:: WHAT YOU SHOULD DO ::
Skip the images and copy each record exactly as written.

══════

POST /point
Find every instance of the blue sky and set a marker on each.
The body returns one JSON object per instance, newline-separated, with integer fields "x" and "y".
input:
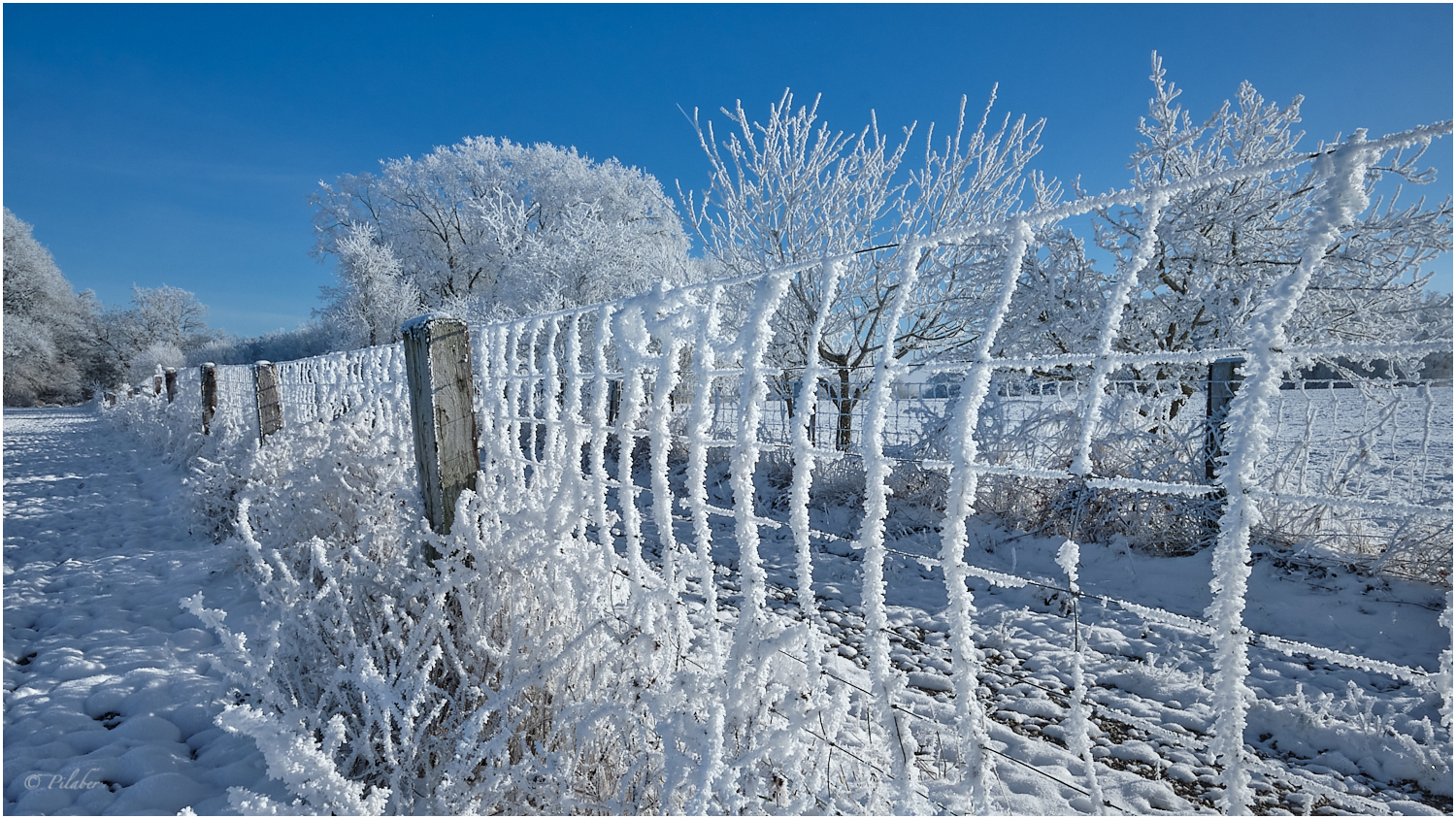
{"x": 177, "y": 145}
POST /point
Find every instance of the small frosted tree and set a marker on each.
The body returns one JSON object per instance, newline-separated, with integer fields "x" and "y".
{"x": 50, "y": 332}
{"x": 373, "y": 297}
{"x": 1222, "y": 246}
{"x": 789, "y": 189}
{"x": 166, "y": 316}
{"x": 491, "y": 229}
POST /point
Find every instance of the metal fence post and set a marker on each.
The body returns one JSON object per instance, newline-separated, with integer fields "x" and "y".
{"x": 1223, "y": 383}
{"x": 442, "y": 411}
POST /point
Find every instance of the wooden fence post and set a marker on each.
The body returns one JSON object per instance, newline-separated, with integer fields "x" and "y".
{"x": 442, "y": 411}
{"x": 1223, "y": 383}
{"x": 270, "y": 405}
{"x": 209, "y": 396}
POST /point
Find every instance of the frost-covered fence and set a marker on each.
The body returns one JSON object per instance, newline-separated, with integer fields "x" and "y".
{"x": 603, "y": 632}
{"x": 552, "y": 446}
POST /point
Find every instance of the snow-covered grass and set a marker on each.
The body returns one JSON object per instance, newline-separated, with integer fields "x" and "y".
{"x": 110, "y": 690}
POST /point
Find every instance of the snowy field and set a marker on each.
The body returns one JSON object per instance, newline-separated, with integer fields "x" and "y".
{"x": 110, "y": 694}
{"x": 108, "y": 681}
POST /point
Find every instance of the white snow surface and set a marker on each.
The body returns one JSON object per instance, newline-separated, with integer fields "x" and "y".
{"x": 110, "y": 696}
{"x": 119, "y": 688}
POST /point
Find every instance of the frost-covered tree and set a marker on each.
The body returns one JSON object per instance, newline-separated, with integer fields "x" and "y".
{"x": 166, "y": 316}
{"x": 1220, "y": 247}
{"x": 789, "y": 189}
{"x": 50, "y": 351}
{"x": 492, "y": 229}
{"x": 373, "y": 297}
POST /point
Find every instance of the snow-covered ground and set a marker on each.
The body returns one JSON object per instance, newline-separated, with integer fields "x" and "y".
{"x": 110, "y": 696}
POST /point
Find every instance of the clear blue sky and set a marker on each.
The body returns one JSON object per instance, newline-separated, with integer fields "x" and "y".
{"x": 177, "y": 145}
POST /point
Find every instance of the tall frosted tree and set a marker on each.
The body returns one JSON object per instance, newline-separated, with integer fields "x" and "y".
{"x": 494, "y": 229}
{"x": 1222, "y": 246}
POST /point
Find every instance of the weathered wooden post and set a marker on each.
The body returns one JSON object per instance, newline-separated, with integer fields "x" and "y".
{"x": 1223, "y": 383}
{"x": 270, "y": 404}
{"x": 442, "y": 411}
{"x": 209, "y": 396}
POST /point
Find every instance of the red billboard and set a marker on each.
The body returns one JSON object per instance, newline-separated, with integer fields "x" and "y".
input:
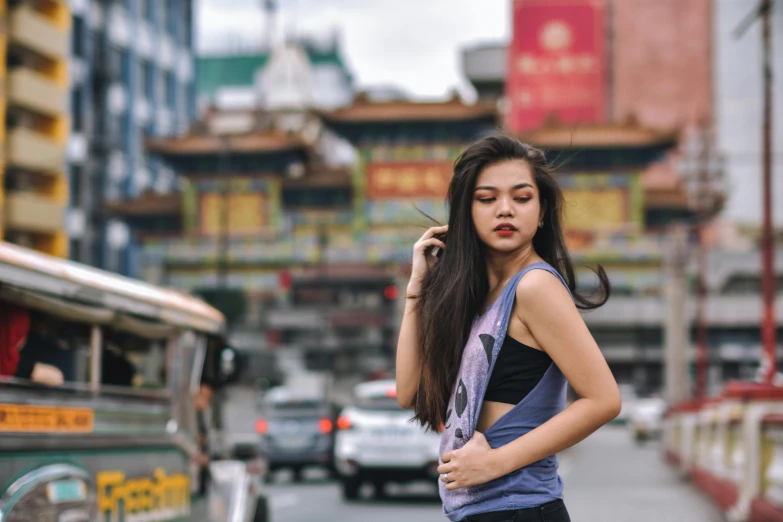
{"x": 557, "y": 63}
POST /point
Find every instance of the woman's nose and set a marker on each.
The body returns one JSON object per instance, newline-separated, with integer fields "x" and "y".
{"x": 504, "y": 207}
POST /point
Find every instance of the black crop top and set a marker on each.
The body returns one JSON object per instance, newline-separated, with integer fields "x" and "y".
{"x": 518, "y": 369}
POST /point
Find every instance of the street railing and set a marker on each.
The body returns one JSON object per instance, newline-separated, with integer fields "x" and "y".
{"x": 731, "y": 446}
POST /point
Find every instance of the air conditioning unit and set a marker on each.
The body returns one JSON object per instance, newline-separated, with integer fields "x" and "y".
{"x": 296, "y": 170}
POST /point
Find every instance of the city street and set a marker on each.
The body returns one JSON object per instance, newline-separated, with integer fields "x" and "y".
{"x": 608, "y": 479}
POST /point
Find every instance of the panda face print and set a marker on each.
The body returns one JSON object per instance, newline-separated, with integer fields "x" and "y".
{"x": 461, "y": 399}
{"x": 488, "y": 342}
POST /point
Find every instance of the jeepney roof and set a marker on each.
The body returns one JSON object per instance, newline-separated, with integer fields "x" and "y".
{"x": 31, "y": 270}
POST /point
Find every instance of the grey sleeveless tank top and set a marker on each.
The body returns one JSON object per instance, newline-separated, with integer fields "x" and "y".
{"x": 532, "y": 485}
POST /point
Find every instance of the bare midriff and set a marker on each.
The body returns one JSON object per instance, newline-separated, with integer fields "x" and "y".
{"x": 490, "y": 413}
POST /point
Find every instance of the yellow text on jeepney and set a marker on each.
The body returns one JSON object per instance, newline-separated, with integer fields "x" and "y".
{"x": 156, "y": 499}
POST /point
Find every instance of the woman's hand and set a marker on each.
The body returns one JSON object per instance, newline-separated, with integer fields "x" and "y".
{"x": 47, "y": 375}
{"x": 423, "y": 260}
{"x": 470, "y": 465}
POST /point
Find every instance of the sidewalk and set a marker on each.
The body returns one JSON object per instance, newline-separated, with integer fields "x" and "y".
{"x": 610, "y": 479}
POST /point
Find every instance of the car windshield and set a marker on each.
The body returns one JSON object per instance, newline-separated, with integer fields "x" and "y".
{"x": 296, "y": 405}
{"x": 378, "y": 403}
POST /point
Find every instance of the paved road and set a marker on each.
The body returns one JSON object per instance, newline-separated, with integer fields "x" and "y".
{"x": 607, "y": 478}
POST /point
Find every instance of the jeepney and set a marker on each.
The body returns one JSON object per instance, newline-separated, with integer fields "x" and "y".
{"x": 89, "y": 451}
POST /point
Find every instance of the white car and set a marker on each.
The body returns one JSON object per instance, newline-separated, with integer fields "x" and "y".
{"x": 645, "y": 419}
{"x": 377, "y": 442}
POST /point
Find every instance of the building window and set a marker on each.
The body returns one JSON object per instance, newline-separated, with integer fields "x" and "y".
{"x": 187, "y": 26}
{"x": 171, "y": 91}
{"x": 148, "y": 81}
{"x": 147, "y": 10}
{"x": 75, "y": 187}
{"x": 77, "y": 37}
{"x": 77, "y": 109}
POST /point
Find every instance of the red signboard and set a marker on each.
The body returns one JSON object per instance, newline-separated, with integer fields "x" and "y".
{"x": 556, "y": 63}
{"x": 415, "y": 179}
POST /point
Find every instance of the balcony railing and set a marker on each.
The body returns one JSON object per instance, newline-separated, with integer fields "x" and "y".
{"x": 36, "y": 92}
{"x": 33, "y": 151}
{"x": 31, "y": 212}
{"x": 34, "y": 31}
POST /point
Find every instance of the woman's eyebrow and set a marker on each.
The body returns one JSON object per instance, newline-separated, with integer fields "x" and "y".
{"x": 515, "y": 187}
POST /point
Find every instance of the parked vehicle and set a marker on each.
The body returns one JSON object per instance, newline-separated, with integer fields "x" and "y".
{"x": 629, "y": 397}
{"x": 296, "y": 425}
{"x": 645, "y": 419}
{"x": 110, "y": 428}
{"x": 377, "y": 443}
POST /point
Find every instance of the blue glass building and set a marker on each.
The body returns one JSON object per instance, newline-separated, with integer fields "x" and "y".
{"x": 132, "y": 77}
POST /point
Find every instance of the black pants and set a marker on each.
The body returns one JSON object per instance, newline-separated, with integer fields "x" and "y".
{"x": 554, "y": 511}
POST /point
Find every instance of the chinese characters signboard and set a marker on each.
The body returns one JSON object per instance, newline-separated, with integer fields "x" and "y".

══════

:: FINISHED EXERCISE ::
POST /point
Find every instance of the blue sky and set a marker on each.
The body returns one JSON object per instance, newline-separated, with integer fields "x" and "y".
input:
{"x": 177, "y": 145}
POST /point
Find every instance of the small frosted tree and set a marker on each.
The body returns one JSON object per instance, newline-separated, with integer fields "x" and "y".
{"x": 50, "y": 332}
{"x": 373, "y": 297}
{"x": 1222, "y": 246}
{"x": 789, "y": 189}
{"x": 166, "y": 316}
{"x": 491, "y": 229}
POST /point
Find every instance of the metal fence post and set a marker on each.
The body returns one JSON object per instance, newline-separated, with integer fields "x" and "y".
{"x": 1223, "y": 383}
{"x": 442, "y": 411}
POST /point
Find every instance of the wooden fence post and set a marker on each.
The body returns one JSON object per instance, newline-separated, with integer fields "x" and "y".
{"x": 442, "y": 411}
{"x": 1223, "y": 383}
{"x": 270, "y": 405}
{"x": 209, "y": 396}
POST /point
Find every instance of the frost-covered fence and set a marker on each.
The body returns one JSON object per instance, newline-separated, with integer fields "x" and "y".
{"x": 603, "y": 632}
{"x": 552, "y": 446}
POST /point
Find every instance of the snow-covered grass and set a marker on each.
The body returns one JSON object per instance, newline-separated, with integer fields "x" and "y".
{"x": 110, "y": 690}
POST /point
Find every instance of the snowy field and set a marker on each.
The body returns one JSON object per instance, newline-separated, with integer fields "x" and "y".
{"x": 110, "y": 694}
{"x": 108, "y": 681}
POST /point
Find every instance of the white snow surface and set a marker on each.
The body returns one JSON object per instance, newline-separated, with integer fields "x" and "y".
{"x": 110, "y": 696}
{"x": 119, "y": 688}
POST /point
Find every instance of the frost-covered tree and set a marker on each.
The body returns one JSON object per instance, newline-separated, with integer fields "x" and "y".
{"x": 166, "y": 316}
{"x": 1220, "y": 247}
{"x": 789, "y": 189}
{"x": 50, "y": 351}
{"x": 492, "y": 229}
{"x": 373, "y": 297}
POST /point
Find every instance of the snow-covered ground and set a marker on each.
The body returns one JSON object per instance, newline-separated, with integer fields "x" and "y".
{"x": 110, "y": 696}
POST /point
Find every instance of the clear blue sky and set a marker on each.
The body returns one JSON object per instance, newline-separated, with integer fields "x" and "y".
{"x": 177, "y": 145}
POST /point
Find every instance of the tall frosted tree and set a marker on each.
The body returns one JSON object per instance, newline-separated, with integer fields "x" and "y".
{"x": 494, "y": 229}
{"x": 1222, "y": 246}
POST /point
Find every instance of the weathered wooden post and set a marker on each.
The body returns one JSON object per instance, newline-separated, with integer fields "x" and "y".
{"x": 1223, "y": 383}
{"x": 270, "y": 404}
{"x": 442, "y": 411}
{"x": 209, "y": 396}
POST /point
Find every instance of the red billboard and set a marker on each.
The body returns one JSON object per instance, newline-separated, with integer fields "x" and "y".
input:
{"x": 557, "y": 63}
POST /point
Find every instance of the woman's nose and set a marker on each.
The body returns one JSON object per instance, newline-separated, with integer fields "x" and "y".
{"x": 504, "y": 207}
POST /point
Find every instance of the black crop top and set a marker on each.
The body returns one JSON object per instance, newline-separated, with integer fields "x" and "y".
{"x": 518, "y": 369}
POST /point
Find every instance of the street railing and set a marker on each.
The body returns one JSON object per instance, newline-separated, with integer fields "x" and "y".
{"x": 731, "y": 446}
POST /point
Find every instance of the air conditioning unit and set a marker on each.
The body returns one JSON object per instance, newline-separated, with integer fields "x" and "y".
{"x": 296, "y": 170}
POST /point
Find every instance of the city street and set a marker on each.
The body returns one JSON object per instance, newline-separated, with integer fields "x" and "y".
{"x": 608, "y": 479}
POST /point
Find every instance of the panda face print and set a marker on each.
The body returns one JSON object per instance, newline-separated, with integer fields "x" and "y".
{"x": 461, "y": 399}
{"x": 488, "y": 342}
POST /point
Find every instance of the jeepney roof and set a marker on each.
The body returns one JSON object per instance, newline-separated, with integer fields "x" and "y".
{"x": 31, "y": 270}
POST /point
Find every instance of the grey sleeveless tank top and set a marker on each.
The body returns one JSON object per instance, newline-separated, with integer fields "x" and "y".
{"x": 532, "y": 485}
POST /point
Find every instance of the bare midriff and set a marker on each.
The body returns one JSON object per instance, newline-separated, with integer fields "x" and "y".
{"x": 490, "y": 413}
POST /point
Find every instance of the yellow text on jeepney and set a marker on each.
The body returns one JSON object per instance, newline-separated, with integer fields "x" and "y".
{"x": 156, "y": 499}
POST /point
Find every instance of the woman's hand and set a marker on each.
The body returns one JSON object per instance, newline-separated, with integer fields "x" and "y".
{"x": 47, "y": 375}
{"x": 423, "y": 260}
{"x": 470, "y": 465}
POST /point
Find every instance of the sidewalk and set a marker on each.
The body returns one JSON object per instance, newline-separated, with integer fields "x" and "y".
{"x": 610, "y": 479}
POST /point
Find every instance of the car windshield and set a marker on each.
The body returns one JSON object per instance, newline-separated, with integer fields "x" and "y".
{"x": 296, "y": 405}
{"x": 378, "y": 403}
POST /point
Find every instance of the paved road and set a marker on each.
The body returns one JSON object per instance, newline-separated, with integer fields "x" and "y".
{"x": 607, "y": 478}
POST /point
Find every instance of the jeepney and set a marker on each.
The body returns one JSON object per instance, newline-separated, with integer fields "x" and "y".
{"x": 89, "y": 451}
POST /point
Find every instance of the white car and set a marker on each.
The body returns one JSON object per instance, newline-separated, with integer fields "x" and "y".
{"x": 645, "y": 419}
{"x": 377, "y": 442}
POST /point
Find every instance of the building window and set a marker on each.
The body returns one JSON object per instance, newline-separated, with integer fields "x" and "y".
{"x": 187, "y": 26}
{"x": 171, "y": 91}
{"x": 148, "y": 81}
{"x": 147, "y": 10}
{"x": 75, "y": 187}
{"x": 77, "y": 37}
{"x": 77, "y": 109}
POST /point
Find every instance of the red signboard and set a marker on each.
The body returns one JSON object per instance, newline-separated, with integer fields "x" and "y".
{"x": 556, "y": 63}
{"x": 415, "y": 179}
POST /point
Find every instance of the balcony railing and set a marker on each.
The body returns one JSON object per instance, newline-separated, with integer fields "x" and "y".
{"x": 36, "y": 92}
{"x": 33, "y": 151}
{"x": 31, "y": 212}
{"x": 34, "y": 31}
POST /point
Find every instance of the woman's eyebrow and set a marker on each.
The body returns one JSON object per instance, newline-separated, with integer fields "x" and "y".
{"x": 515, "y": 187}
POST /point
Find every instance of the parked vehicle and set a marker on each.
The body returns one JSON object per instance, newline-separated, with integer fields "x" and "y".
{"x": 629, "y": 397}
{"x": 296, "y": 425}
{"x": 645, "y": 419}
{"x": 110, "y": 428}
{"x": 377, "y": 443}
POST /point
Find every instance of the blue glass building and set a marker on each.
The body returns one JSON object per instance, newline-separated, with integer fields "x" and "y".
{"x": 132, "y": 77}
POST /point
Find every instance of the black pants and set a marker on each.
The body returns one JSON object per instance, newline-separated, with integer fields "x" and "y".
{"x": 554, "y": 511}
POST /point
Find every instance of the chinese characters signboard and set a marker on each.
The body returns one JSON object per instance, newline-separated, with integer fields "x" and "y".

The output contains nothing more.